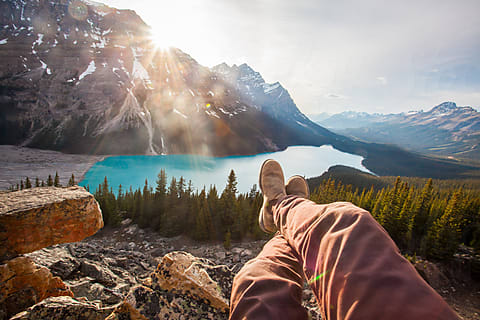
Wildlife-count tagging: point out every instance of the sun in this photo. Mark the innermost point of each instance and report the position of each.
(164, 37)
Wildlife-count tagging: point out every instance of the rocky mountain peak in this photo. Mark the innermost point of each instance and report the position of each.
(444, 107)
(77, 76)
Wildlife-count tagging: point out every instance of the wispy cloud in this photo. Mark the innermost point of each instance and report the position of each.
(382, 80)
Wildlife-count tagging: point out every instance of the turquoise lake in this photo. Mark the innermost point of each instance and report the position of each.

^^^^^^^^^^^^^^^^

◆ **What the exercise asks**
Please rewrite all of the lines above, requests included, scaling every coordinate in the answers by 2 and rounding to whole numbers, with halves rounded up. Leave the pictures out.

◆ **Solved problem**
Wildlife-count tagging: point out every instance of the sun in this photo. Mark the innermost point of each instance and report the position of each.
(328, 74)
Wildlife-count tagging: point out every instance of the rocky mountain peak in this photo. Mark the innermost point of each instance and report the position of each.
(888, 214)
(154, 152)
Wildlife-count tagging: point out every instance of the wispy cloud in this photo. Mark the innermost point of each instance and report the position of each.
(764, 160)
Wildlife-count tagging: point out every instance of the turquoise lake in this photo. Mark the innermost point of each instance and report the position of each.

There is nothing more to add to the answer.